**TASKS AND EXERCISES**
• 1. In the article on rising global disorder, list every country named in the paragraph that begins "Moreover, the Taliban is far from vanquished."
• 2. According to the article on rising global disorder, how many civilians did Boko Haram murder in Nigeria in the last month?

**DOCUMENT TEXT**
= = = =

NEW YORK – Ukraine’s crisis should not blind us to the main conundrum of global affairs today: while the world is more peaceful than it has been for 300 years, when measured by the number of wars between states, the level of disorder is rising. In fact, there is growing anarchy in the world’s hotspots.
This tendency can be seen not just in the implosion of Syria and the spread of strife, displacement, and massive human suffering to neighboring countries. In Nigeria, Africa’s largest country, at least 2,500 civilians have been murdered by the Islamist extremist group Boko Haram in the last month alone. An estimated 1.5 million people have been displaced in the northeastern states of Yobe, Borno, and Adamawa, and the violence has spilled over into neighboring Niger and Chad.
Moreover, the Taliban is far from vanquished in Afghanistan. The government of the Central African Republic struggles to establish its power even in its capital. Some 1,700 clans and militias are battling for power in Libya. There remain 40 major armed groups on the loose in eastern Congo. And the list goes on.
In all of these places, an overstretched and under-resourced humanitarian sector has been thrust into the front line, salving some of the worst wounds of the record-breaking number of people displaced from their homes by conflict and disaster. United Nations agencies and their NGO partners, designed to deal with the victims of organized, time-limited, rule-bound interstate conflict, are struggling to cope in the face of chaotic, long-term intra-state conflict.
There are three schools of thought about why this is happening. One view is that, just as the Reformation convulsed Europe half a millennium ago, the world today is witnessing a struggle of similarly explosive potential within the Islamic world. For all the talk of the threat posed by Islamist extremism to the West, it is worth bearing in mind the point lucidly put by Ahmed Rashid: “ISIS is not waging war against the West….This is above all a war within Islam: a conflict of Sunni against Shia, but also a war by Sunni extremists against more moderate Muslims.”
This struggle within Islam pits pluralism against purification. It is ripping countries and regions apart, luring people to travel halfway around the world to join jihad, and threatening to unleash more violence against Muslims, as well as against Christians, Jews, and others.

= = = =

(Referring expression pointing data)

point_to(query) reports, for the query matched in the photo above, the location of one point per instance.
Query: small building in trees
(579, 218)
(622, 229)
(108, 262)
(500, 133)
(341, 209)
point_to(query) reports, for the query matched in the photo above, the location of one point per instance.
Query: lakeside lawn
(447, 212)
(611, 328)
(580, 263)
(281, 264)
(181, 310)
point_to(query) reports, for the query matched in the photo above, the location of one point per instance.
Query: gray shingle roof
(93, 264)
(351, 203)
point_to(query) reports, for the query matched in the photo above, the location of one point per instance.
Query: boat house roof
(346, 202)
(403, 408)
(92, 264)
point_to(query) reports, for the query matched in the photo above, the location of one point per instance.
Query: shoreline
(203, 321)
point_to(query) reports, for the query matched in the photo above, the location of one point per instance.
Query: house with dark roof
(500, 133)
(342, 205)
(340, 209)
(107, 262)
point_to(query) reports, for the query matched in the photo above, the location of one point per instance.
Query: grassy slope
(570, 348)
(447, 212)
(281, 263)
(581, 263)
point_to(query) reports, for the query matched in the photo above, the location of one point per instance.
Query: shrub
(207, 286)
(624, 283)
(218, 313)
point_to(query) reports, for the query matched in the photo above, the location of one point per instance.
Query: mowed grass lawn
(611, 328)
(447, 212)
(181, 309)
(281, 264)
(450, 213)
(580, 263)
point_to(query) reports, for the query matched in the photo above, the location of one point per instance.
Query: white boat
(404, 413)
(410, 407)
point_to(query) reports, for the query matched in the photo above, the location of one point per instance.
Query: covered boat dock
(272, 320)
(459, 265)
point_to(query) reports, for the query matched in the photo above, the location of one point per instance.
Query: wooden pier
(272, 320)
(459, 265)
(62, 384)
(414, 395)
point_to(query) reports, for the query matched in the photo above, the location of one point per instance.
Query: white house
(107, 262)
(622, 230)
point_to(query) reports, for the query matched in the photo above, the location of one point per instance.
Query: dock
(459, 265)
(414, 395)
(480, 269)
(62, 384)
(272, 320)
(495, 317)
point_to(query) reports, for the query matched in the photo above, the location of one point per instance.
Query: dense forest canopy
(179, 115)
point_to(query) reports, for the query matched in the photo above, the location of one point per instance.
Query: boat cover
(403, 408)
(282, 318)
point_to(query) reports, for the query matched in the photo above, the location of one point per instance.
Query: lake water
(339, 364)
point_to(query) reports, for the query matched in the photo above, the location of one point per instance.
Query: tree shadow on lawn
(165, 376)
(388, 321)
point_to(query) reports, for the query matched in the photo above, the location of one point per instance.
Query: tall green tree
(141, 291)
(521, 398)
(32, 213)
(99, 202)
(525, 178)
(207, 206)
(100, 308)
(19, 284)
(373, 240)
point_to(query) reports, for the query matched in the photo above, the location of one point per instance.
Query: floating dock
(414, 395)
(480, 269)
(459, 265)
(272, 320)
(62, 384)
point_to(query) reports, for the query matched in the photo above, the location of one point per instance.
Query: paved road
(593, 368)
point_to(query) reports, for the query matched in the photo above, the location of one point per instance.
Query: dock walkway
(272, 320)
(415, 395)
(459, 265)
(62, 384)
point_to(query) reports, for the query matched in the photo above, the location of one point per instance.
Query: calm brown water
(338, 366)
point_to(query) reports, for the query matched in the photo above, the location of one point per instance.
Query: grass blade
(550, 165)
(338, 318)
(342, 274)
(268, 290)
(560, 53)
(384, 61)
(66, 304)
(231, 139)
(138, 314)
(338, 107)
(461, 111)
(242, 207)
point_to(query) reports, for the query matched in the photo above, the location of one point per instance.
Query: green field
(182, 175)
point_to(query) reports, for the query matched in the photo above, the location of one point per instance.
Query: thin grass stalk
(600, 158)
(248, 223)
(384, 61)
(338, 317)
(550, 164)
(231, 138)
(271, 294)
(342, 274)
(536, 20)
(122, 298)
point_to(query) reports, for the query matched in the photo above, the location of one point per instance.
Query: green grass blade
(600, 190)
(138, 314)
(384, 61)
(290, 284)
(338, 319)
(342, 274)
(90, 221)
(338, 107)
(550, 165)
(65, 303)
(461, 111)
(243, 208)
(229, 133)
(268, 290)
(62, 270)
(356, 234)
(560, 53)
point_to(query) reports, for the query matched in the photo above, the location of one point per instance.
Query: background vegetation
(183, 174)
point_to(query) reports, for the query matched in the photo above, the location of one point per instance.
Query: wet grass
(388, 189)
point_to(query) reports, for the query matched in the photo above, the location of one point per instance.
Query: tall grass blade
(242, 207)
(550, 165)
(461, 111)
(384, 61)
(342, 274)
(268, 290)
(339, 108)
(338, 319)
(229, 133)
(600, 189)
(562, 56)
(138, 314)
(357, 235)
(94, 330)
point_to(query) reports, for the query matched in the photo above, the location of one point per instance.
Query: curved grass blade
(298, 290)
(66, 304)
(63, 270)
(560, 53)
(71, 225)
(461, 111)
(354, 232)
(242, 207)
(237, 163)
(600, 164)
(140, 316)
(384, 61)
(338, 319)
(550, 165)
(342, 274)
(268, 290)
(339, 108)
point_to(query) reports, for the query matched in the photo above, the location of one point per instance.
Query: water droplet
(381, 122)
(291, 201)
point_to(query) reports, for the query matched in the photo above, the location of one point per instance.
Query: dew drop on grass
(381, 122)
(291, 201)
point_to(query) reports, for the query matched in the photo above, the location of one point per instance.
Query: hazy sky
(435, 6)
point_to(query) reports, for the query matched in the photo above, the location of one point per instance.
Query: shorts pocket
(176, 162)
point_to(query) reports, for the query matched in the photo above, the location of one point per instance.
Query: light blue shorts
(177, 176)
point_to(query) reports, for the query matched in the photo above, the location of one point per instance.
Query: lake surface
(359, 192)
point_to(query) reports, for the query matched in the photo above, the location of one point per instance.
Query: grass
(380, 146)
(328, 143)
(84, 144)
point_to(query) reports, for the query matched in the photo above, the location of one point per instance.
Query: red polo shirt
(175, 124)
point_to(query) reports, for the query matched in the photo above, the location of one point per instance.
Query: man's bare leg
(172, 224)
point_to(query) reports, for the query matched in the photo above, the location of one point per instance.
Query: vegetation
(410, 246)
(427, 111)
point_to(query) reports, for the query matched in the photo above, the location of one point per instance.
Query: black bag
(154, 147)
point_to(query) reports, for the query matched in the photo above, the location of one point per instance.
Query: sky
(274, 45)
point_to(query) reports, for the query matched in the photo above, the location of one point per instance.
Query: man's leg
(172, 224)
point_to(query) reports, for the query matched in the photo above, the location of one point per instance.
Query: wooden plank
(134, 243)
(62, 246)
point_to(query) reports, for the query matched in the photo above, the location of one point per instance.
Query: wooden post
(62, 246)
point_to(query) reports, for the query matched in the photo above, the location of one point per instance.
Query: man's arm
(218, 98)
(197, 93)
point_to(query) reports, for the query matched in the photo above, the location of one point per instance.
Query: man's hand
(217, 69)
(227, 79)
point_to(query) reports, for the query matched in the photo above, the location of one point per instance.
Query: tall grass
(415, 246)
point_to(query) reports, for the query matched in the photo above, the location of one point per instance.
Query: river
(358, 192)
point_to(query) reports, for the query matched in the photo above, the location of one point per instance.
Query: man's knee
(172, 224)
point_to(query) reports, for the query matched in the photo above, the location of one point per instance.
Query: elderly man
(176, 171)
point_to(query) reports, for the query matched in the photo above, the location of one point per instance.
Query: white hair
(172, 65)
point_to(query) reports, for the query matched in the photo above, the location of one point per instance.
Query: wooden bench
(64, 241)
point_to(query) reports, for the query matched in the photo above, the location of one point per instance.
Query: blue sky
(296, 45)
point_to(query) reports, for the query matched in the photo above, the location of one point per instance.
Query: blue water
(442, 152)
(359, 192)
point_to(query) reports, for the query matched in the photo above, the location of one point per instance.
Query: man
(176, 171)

= = = =

**RESPONSES IN ORDER**
• 1. Afghanistan, the Central African Republic, Libya, Congo

• 2. At least 2,500